[Texte fourni]:
# # # #

Dossier : IMM-426-15

Référence : 2015 CF 1173

[TRADUCTION FRANÇAISE CERTIFIÉE, NON RÉVISÉE]

Ottawa (Ontario), le 16 octobre 2015

En présence de madame la juge Mactavish

ENTRE :

HONGWEI PI

demandeur

et

LE MINISTRE DE LA CITOYENNETÉ

ET DE L’IMMIGRATION

défendeur

JUGEMENT ET MOTIFS

[1]               Hongwei Pi demande le contrôle judiciaire de la décision par laquelle la Section de la protection des réfugiés de la Commission de l’immigration et du statut de réfugié a rejeté sa demande d’asile. M. Pi soutient que la décision devrait être annulée parce qu’il a fallu à la Commission presque deux ans à compter de la date de l’audition de sa demande d’asile pour rendre sa décision.

[2]               Le retard mis à rendre une décision ne permet pas à lui seul de faire droit à la demande de contrôle judiciaire. Il peut, par contre, expliquer les erreurs factuelles que la Commission a commises en l’espèce, erreurs qui sont suffisantes pour rendre la décision de la Commission déraisonnable. En outre, il était également inéquitable que la Commission, ayant expressément informé les parties qu’elle n’était plus préoccupée par le retard de M. Pi à demander l’asile au Canada, fonde ensuite sa décision, du moins en partie, sur ce retard.

I.                   Analyse

[3]               La demande d’asile de M. Pi était fondée sur sa crainte alléguée d’être persécuté en Chine pour avoir manifesté contre l’expropriation de son restaurant sans compensation adéquate. M. Pi affirme que le Bureau de la sécurité publique a voulu l’arrêter après une manifestation, ce qui l’a amené à fuir le pays. M. Pi est arrivé au Canada le 31 octobre 2010, et il a demandé l’asile le 9 janvier 2011.

[4]               La question du retard de M. Pi à demander l’asile a été soulevée lors de l’audition de sa demande d’asile, où le commissaire a demandé à M. Pi pourquoi il avait attendu plus d’un an avant de présenter sa demande. Il a alors été souligné que M. Pi avait en fait présenté sa demande environ deux mois après son arrivée au Canada. À la suite de cet échange, la Commission a passé en revue les questions en litige dans l’instance avec le conseil de M. Pi, et le commissaire a informé le conseil que la question du retard à demander l’asile ne le préoccupait plus.

[5]               L’audition de la demande d’asile de M. Pi a pris fin le 29 avril 2013, et la décision de la Commission a été rendue le 8 janvier 2015.

[6]               La première question que la Commission a tranchée dans sa décision est celle de la crainte subjective. Il était inéquitable sur le plan de la procédure que la Commission, ayant expressément informé les parties qu’elle n’était pas préoccupée par le retard à demander l’asile une fois la question de la durée de ce retard clarifiée, fonde ensuite entièrement sa conclusion voulant que M. Pi n’ait pas de crainte subjective de persécution sur son retard à demander l’asile au Canada.

# # # #

[Consigne écrite]: Recopiez fidèlement le passage du jugement ci-dessus, depuis « LE MINISTRE DE » jusqu'à « rendre sa décision. » inclus.

[Données brutes]:
# # # #

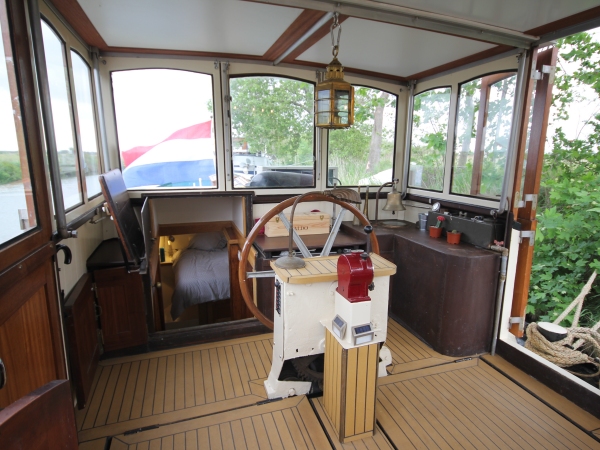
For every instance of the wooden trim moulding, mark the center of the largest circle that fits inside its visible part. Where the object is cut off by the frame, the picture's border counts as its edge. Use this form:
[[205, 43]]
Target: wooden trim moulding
[[78, 19], [303, 23], [312, 40]]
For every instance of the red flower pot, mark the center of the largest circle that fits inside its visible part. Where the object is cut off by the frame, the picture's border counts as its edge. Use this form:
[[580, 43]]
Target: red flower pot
[[453, 238], [435, 232]]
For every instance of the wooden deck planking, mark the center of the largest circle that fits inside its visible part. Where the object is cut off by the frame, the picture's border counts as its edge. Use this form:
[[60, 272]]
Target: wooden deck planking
[[471, 406], [152, 388], [290, 424], [377, 441], [584, 419], [408, 352]]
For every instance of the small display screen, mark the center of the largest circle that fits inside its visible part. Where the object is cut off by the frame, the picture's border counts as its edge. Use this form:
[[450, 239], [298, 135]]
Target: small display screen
[[362, 329]]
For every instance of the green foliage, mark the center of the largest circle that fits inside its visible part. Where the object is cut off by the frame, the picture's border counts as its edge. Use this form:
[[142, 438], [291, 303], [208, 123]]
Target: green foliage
[[9, 172], [567, 239], [10, 167], [428, 145], [275, 117]]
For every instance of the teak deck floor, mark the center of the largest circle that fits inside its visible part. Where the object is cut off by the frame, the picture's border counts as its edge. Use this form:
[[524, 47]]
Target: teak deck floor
[[158, 401]]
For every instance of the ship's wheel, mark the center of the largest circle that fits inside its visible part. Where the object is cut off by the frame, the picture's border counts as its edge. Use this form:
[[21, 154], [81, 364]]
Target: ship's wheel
[[310, 197]]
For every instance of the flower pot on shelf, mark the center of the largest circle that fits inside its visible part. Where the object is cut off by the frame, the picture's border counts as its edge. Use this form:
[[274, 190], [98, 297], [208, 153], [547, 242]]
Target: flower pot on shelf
[[453, 237], [435, 232]]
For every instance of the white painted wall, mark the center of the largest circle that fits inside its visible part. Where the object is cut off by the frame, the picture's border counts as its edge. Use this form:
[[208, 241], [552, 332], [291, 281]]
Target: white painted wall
[[89, 236]]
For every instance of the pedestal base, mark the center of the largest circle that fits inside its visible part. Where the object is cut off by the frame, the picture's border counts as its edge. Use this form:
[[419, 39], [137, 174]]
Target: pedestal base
[[349, 388]]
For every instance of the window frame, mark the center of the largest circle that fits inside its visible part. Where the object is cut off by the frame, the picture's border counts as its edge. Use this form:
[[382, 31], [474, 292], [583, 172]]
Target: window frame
[[95, 117], [262, 190], [409, 149], [479, 131], [72, 42], [506, 64], [118, 148], [395, 158], [117, 62]]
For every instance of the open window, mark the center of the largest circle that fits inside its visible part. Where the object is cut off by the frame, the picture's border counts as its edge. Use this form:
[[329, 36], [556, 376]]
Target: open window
[[364, 153], [483, 123], [272, 132], [165, 128], [428, 141]]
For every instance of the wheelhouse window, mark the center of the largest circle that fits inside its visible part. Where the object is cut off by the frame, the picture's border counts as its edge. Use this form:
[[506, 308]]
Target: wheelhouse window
[[54, 51], [431, 113], [164, 126], [17, 203], [485, 109], [86, 123], [364, 153], [272, 132]]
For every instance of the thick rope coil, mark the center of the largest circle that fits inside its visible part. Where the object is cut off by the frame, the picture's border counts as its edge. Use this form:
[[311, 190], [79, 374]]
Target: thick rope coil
[[581, 346]]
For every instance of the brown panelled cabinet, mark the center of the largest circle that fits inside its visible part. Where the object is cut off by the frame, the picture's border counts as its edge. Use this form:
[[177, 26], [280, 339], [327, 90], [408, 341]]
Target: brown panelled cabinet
[[120, 298], [82, 335], [121, 301]]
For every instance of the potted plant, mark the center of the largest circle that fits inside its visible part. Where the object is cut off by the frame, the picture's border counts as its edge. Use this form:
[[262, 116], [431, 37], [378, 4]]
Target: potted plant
[[436, 231], [453, 237]]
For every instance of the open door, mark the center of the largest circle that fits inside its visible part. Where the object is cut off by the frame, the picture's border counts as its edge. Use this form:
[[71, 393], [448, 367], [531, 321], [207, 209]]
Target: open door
[[31, 344]]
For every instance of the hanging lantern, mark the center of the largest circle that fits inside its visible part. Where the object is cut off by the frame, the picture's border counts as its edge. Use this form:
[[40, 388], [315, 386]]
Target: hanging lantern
[[334, 100]]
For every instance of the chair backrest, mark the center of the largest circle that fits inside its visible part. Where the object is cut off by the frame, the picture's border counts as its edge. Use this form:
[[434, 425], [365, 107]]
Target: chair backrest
[[120, 208]]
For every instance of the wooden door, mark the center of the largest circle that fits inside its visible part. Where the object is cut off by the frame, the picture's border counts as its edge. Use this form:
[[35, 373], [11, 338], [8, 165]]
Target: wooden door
[[31, 344], [42, 420]]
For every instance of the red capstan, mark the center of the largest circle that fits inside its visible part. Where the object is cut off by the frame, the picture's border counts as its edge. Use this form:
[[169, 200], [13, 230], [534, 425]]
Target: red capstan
[[355, 274]]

# # # #

[Réponse ci-dessous]:
LE MINISTRE DE LA CITOYENNETÉ

ET DE L’IMMIGRATION

défendeur

JUGEMENT ET MOTIFS

[1]               Hongwei Pi demande le contrôle judiciaire de la décision par laquelle la Section de la protection des réfugiés de la Commission de l’immigration et du statut de réfugié a rejeté sa demande d’asile. M. Pi soutient que la décision devrait être annulée parce qu’il a fallu à la Commission presque deux ans à compter de la date de l’audition de sa demande d’asile pour rendre sa décision.